**TASK PROMPT:** Line count for "denim": state how many lines of the listing below contain it, without anything else.

** Opening DATA FOR REVIEW block **

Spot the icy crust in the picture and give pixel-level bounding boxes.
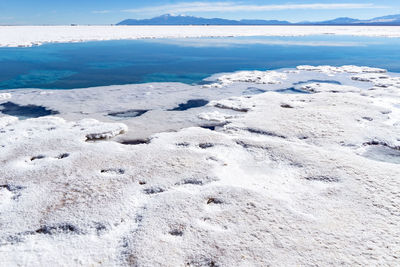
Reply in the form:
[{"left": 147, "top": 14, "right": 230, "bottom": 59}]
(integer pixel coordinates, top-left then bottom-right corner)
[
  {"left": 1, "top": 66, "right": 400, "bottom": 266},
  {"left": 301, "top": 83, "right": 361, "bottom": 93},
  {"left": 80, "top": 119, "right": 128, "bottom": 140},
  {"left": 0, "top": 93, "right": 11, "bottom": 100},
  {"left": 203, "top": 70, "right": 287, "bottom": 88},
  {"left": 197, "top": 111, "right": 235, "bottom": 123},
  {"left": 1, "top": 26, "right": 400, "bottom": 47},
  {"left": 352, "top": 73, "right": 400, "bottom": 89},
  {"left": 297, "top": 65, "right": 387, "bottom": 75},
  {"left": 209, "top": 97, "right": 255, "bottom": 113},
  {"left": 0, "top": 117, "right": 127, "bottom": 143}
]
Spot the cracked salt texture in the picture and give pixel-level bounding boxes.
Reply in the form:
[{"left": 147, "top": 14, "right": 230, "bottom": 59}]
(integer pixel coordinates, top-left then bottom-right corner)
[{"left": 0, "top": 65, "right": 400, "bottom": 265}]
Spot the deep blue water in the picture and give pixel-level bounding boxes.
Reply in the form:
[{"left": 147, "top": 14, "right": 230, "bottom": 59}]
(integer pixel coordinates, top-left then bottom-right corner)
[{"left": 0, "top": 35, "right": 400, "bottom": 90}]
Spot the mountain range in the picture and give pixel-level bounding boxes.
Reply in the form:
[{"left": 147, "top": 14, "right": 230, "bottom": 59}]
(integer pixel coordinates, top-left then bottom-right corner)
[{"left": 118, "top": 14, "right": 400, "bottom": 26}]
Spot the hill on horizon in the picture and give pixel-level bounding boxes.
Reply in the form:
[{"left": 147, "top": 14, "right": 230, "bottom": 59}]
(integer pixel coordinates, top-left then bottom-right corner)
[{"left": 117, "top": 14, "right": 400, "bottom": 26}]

** Closing DATA FOR REVIEW block **
** Opening DATA FOR REVIEW block **

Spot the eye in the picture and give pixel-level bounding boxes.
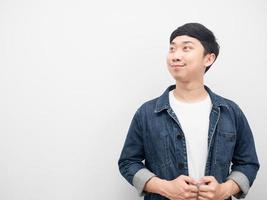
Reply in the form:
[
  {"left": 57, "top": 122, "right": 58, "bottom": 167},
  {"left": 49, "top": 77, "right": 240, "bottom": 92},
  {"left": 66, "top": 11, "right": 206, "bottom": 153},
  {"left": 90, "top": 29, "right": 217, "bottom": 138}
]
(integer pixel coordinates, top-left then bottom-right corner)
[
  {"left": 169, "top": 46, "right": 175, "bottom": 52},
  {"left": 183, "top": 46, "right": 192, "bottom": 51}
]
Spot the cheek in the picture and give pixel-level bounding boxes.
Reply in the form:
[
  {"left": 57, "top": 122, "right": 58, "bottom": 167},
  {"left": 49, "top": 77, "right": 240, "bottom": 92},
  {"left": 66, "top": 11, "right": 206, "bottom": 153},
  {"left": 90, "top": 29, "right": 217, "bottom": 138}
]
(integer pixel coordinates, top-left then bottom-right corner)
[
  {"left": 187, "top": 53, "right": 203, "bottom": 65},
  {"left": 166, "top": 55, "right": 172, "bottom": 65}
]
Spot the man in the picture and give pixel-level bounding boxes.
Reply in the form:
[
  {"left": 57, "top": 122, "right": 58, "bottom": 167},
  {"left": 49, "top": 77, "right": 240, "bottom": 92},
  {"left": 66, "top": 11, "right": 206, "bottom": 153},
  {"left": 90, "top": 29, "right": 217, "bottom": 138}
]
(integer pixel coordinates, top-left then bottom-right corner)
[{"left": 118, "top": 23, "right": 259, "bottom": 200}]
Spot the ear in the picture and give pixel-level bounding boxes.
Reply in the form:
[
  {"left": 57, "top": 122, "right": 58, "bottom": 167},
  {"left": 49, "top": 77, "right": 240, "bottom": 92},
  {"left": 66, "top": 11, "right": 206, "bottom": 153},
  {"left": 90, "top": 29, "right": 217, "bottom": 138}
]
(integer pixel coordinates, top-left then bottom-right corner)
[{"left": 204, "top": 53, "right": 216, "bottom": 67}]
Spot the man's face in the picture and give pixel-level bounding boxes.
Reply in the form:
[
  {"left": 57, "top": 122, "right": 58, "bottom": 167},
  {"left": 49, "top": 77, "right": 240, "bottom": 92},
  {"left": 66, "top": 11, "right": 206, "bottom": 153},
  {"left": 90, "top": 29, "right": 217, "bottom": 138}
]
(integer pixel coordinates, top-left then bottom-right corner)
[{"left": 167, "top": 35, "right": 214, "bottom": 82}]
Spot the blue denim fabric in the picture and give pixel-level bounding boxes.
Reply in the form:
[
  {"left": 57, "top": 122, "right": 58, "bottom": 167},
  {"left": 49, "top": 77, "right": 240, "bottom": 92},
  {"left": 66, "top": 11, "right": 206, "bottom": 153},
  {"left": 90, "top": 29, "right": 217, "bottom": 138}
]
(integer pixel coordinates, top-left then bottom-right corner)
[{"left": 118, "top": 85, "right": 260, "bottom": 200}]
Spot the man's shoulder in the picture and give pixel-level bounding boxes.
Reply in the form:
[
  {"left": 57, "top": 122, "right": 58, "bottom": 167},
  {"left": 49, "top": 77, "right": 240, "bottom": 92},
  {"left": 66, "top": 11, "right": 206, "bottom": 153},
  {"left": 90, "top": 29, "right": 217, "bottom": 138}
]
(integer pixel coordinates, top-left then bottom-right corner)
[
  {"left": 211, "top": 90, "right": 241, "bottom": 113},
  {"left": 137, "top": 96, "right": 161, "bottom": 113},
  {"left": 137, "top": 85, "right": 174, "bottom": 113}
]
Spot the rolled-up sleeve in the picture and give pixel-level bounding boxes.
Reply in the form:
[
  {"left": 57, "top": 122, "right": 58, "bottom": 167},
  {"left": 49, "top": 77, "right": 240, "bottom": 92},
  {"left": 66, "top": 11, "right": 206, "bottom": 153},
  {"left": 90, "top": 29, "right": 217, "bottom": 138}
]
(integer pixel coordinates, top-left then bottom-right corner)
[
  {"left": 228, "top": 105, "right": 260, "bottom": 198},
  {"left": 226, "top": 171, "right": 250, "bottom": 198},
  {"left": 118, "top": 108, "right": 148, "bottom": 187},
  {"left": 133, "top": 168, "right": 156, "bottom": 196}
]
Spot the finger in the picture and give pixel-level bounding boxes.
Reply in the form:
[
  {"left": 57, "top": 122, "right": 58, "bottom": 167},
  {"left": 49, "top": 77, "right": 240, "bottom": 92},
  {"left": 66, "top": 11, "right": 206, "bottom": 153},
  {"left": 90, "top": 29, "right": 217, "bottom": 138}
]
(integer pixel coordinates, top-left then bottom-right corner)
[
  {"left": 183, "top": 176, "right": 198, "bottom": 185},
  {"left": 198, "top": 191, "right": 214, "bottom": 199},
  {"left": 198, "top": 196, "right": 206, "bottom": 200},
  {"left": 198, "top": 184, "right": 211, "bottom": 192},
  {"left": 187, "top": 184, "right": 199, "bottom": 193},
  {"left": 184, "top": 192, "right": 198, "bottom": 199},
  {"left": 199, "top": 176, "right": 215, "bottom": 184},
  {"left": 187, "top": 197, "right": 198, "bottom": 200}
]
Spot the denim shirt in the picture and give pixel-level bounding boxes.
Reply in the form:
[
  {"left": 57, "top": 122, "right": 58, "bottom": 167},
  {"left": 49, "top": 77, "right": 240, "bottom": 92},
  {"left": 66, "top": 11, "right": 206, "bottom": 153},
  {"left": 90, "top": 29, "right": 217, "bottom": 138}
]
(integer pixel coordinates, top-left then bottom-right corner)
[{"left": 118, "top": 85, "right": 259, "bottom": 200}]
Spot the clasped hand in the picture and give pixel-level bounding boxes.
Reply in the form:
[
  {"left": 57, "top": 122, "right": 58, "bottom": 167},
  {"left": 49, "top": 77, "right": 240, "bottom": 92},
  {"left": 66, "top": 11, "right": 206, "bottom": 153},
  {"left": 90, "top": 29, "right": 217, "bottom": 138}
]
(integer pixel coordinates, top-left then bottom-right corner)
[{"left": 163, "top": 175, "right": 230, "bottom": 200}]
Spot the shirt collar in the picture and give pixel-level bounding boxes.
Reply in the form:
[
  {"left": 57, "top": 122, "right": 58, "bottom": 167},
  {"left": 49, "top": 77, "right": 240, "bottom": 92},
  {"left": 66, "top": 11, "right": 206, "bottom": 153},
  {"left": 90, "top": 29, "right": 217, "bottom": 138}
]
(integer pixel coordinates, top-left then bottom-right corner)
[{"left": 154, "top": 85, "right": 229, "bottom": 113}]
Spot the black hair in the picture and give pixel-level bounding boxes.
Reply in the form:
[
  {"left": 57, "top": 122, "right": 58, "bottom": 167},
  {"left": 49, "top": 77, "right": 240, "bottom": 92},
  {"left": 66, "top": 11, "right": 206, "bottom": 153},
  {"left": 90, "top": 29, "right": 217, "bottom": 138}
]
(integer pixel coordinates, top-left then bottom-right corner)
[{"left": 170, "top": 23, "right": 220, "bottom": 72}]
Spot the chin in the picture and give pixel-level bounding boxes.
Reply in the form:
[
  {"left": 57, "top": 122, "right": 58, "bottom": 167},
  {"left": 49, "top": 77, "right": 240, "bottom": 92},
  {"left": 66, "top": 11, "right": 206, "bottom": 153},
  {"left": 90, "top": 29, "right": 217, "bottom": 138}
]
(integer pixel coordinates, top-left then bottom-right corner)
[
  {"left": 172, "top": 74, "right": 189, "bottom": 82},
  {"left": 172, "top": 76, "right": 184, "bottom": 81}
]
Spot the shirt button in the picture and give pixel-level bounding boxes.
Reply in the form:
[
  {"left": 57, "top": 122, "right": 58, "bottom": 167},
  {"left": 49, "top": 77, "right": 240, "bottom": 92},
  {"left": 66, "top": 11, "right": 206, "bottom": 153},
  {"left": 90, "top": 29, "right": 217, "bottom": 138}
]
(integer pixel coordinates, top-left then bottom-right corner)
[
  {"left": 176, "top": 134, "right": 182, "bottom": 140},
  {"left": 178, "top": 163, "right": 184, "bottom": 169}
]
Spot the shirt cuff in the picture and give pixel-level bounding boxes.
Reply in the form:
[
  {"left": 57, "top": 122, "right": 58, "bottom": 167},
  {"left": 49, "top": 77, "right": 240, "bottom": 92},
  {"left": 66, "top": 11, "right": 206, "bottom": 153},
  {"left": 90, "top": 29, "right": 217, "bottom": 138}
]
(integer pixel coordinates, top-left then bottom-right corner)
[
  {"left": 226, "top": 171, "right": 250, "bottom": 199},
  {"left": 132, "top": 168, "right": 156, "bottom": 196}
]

** Closing DATA FOR REVIEW block **

**TASK SOLUTION:** 2